WHAT NEEDS TO BE DONE:
Reproduce each of the entries below word for word, changing nothing.

::::::

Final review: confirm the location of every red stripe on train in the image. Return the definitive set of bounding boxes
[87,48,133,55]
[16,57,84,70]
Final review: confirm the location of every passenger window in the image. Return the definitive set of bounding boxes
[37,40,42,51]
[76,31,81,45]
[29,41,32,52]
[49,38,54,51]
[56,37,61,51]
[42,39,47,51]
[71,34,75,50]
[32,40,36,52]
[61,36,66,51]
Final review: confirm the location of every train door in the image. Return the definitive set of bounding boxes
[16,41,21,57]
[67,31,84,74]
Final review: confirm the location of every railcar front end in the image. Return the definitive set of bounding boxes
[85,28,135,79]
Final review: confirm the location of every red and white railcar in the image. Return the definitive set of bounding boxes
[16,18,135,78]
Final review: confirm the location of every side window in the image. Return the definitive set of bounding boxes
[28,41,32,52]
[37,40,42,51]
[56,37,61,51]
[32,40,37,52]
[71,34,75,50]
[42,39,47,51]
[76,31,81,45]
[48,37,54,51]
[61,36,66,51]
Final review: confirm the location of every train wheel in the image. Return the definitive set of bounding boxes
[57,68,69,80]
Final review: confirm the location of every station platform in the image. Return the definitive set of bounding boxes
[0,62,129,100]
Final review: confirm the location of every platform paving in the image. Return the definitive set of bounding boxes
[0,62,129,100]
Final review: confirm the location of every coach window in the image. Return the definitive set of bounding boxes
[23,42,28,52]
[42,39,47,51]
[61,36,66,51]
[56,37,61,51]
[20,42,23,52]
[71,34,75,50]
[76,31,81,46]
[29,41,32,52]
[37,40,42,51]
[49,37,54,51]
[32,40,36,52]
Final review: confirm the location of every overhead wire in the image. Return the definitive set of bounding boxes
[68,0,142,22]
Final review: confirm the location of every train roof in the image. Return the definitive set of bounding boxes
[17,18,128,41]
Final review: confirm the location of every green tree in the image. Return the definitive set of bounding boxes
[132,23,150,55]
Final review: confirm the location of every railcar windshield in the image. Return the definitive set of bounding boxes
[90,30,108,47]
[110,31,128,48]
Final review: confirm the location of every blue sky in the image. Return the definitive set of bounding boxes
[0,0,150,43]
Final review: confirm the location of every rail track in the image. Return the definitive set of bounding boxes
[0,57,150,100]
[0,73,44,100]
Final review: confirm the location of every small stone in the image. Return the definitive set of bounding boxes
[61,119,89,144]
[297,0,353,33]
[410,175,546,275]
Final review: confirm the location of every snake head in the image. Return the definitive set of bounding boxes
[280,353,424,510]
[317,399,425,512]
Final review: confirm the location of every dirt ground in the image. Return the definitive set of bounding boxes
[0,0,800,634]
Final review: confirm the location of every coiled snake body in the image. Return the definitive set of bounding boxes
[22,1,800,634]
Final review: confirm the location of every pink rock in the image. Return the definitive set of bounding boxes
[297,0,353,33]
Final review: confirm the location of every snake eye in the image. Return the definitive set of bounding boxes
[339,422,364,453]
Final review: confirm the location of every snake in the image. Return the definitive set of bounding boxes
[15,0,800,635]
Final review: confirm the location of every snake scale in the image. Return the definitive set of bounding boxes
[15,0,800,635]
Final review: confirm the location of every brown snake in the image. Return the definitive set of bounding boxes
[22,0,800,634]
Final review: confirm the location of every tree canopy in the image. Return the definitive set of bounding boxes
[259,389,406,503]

::::::

SOLUTION FOR THIS PROBLEM:
Final review: confirm the location of every red stripe on train in the image. Return the definitive set of bounding boxes
[87,48,133,55]
[16,57,84,70]
Final review: confirm the location of every passenger window in the image. Return the definitive set of bounding boxes
[37,40,42,51]
[76,31,81,45]
[29,41,32,52]
[49,38,54,51]
[56,37,61,51]
[42,39,47,51]
[71,34,75,50]
[32,40,36,52]
[61,36,66,51]
Final review: confirm the location of every train door in the image. Return the definitive set of bounding boxes
[16,41,21,57]
[67,31,84,74]
Final review: confirm the location of every railcar front end in the image. Return the definitive set of bounding boxes
[85,28,135,79]
Final review: confirm the location of every red and white railcar in the image. Return the definitive set of bounding boxes
[16,18,135,78]
Final review: confirm the location of every side window in the image. Return the definitive set of bounding boxes
[28,41,32,52]
[37,40,42,51]
[56,37,61,51]
[32,40,37,52]
[71,34,75,50]
[42,39,47,51]
[76,31,81,45]
[48,37,54,51]
[61,36,66,51]
Final review: confirm the location of every train wheel in the image. Return the definitive set of bounding boxes
[57,68,69,80]
Final review: confirm the location of every station platform in the image. Return the definitive set of bounding boxes
[0,62,129,100]
Final review: confirm the location of every platform paving in the image. Return the definitive set of bounding boxes
[0,62,129,100]
Final review: confirm the location of every coach window in the image. Return the definitive set of bounding boxes
[23,42,28,52]
[42,39,47,51]
[61,36,66,51]
[56,37,61,51]
[20,42,23,52]
[71,34,75,50]
[76,31,81,46]
[29,41,32,52]
[37,40,42,51]
[49,37,54,51]
[32,40,36,52]
Final review: confirm the location of every overhead wire in the image. Return the definitive set of bounding boxes
[68,0,142,22]
Final review: confirm the location of every train roof in the image. Return the definitive set of bounding boxes
[17,18,128,41]
Final review: confirm the location of every green tree in the image. Return the definitive set of bounding boxes
[132,23,150,55]
Final review: confirm the location of every railcar windshield in the image. Return the definitive set of bounding boxes
[90,30,108,47]
[110,31,128,48]
Final review: confirm the location of every blue sky in the image. Return the definitive set of bounding boxes
[0,0,150,43]
Final review: confirm the location of every rail track in the image. Return the definitive set of bounding boxes
[0,57,150,100]
[0,73,44,100]
Final review: confirm the location of every small stone in the image. Return the definitive set of bounding boxes
[61,119,89,144]
[297,0,353,33]
[410,175,546,275]
Final review: confirm the location of every snake head in the image. Return the definitive set of bounding boxes
[280,353,424,510]
[317,399,425,512]
Final review: confirm the location of every dirt ground in the image. Return the definitive set of bounding boxes
[0,0,800,634]
Final review: confirm the location of every coiled snake body in the image. Return the definitive set of bounding boxes
[22,1,800,634]
Final review: confirm the location of every pink rock in the image. Return the definitive set of bounding boxes
[297,0,353,33]
Final review: confirm the location of every snake eye in the image. Return the definitive set of bounding boxes
[339,422,364,453]
Final review: confirm the location of every snake in the image. Return the definitive set of bounding boxes
[15,0,800,635]
Final review: confirm the location of every snake scale in the image. Return the definitive set of bounding boxes
[15,0,800,635]
Final review: confirm the location of every brown snake in the image. Return the definitive set of bounding boxes
[22,0,800,634]
Final review: confirm the location of every tree canopy in the image. Return the definitive set of bounding boxes
[259,389,406,503]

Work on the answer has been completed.